TASK OBJECTIVE
Report each line of the rows below that contains the string "dried", copying the line in full. Matches are case-sensitive.
>> start INFORMATION SHOWN
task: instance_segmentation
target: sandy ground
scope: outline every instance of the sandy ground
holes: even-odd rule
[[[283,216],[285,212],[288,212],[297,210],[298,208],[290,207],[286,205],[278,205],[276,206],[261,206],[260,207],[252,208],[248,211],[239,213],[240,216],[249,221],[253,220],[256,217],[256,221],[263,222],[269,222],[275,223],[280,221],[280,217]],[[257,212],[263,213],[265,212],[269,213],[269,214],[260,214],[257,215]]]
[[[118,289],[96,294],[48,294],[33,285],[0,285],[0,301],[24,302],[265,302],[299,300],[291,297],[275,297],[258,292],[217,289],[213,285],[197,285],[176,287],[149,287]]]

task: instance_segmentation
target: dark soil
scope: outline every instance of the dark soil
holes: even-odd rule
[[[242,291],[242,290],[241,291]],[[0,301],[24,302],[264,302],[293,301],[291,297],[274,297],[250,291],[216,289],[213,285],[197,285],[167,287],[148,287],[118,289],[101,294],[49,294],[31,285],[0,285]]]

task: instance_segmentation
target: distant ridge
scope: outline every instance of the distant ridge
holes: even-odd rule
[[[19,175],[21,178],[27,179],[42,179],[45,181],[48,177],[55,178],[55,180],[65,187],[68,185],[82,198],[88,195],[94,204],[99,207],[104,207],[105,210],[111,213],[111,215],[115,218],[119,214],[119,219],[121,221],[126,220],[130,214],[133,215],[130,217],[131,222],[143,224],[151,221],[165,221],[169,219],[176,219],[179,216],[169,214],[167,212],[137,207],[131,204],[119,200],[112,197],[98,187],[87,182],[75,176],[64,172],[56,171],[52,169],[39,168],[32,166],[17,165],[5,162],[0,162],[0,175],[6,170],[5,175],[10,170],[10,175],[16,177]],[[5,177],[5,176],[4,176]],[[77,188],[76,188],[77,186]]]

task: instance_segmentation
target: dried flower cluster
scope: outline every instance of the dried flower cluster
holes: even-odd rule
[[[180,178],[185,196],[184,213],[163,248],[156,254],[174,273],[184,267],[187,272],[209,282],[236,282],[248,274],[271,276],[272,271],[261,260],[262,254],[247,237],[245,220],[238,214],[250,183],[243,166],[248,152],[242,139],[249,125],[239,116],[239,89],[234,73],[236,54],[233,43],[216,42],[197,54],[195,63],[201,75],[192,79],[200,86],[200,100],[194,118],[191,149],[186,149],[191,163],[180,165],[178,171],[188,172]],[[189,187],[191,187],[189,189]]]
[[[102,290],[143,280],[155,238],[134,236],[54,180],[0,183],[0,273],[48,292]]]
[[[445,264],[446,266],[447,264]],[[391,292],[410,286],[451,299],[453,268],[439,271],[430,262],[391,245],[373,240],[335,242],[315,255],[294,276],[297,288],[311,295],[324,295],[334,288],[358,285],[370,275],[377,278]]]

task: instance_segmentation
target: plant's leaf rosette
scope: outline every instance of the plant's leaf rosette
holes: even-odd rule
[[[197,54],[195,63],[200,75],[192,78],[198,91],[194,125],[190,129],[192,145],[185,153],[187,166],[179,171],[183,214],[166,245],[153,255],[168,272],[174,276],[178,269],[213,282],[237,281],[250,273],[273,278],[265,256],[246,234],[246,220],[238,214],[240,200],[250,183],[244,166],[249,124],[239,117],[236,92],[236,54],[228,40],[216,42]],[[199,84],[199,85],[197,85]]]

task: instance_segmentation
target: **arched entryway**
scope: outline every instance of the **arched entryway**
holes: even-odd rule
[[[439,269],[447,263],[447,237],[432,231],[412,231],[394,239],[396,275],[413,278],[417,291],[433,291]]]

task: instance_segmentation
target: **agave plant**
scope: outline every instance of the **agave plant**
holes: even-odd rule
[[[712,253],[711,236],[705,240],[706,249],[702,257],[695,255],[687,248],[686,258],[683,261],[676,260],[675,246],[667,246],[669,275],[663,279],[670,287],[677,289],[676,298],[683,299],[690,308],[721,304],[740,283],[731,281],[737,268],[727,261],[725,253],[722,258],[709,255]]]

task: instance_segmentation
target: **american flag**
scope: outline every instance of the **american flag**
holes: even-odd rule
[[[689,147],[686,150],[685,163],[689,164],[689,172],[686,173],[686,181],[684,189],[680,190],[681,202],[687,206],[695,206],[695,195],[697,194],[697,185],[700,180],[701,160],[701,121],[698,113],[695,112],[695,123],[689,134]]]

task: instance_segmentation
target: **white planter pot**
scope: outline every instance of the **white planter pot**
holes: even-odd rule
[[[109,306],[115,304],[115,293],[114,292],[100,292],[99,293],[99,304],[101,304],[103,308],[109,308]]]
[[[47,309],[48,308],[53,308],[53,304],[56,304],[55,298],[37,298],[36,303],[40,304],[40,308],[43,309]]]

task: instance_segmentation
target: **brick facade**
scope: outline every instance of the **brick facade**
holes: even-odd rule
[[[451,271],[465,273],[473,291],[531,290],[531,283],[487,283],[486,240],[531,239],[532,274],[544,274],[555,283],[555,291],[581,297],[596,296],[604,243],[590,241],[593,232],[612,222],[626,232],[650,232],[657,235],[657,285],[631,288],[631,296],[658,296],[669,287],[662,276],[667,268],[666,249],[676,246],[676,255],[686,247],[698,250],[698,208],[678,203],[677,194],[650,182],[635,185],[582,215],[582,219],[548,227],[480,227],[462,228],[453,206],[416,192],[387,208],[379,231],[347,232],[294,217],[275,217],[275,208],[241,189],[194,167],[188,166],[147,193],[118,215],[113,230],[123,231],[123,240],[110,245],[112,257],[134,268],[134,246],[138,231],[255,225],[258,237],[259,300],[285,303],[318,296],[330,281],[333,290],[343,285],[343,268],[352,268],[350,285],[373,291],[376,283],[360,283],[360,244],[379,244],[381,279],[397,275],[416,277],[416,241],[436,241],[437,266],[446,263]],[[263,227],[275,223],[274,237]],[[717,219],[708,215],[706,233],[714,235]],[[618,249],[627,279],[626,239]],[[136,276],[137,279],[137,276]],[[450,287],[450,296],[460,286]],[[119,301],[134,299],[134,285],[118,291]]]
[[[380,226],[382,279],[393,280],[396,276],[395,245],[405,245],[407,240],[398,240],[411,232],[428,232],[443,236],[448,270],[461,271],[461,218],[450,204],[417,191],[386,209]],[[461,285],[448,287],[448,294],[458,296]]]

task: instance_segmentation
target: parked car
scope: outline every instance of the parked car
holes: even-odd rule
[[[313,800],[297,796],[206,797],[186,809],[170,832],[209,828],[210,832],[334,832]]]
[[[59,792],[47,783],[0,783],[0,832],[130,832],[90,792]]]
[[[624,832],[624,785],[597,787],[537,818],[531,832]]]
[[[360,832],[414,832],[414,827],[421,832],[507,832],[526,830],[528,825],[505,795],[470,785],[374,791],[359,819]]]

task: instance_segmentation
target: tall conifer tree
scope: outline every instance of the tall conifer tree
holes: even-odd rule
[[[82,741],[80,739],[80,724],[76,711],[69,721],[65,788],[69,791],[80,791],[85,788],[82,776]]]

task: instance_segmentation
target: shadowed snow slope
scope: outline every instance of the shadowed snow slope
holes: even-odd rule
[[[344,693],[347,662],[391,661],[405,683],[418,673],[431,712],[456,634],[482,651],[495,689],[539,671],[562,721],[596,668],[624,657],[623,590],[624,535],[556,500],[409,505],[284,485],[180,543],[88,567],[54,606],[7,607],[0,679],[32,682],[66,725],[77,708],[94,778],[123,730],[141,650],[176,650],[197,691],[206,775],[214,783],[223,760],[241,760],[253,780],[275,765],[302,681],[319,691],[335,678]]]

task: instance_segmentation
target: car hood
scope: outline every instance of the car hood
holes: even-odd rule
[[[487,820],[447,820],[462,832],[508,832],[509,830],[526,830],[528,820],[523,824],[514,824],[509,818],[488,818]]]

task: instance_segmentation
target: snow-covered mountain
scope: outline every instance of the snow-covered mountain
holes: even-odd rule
>> end INFORMATION SHOWN
COMPLETE ANSWER
target: dried flower cluster
scope: outline every instance of the dried flower cluster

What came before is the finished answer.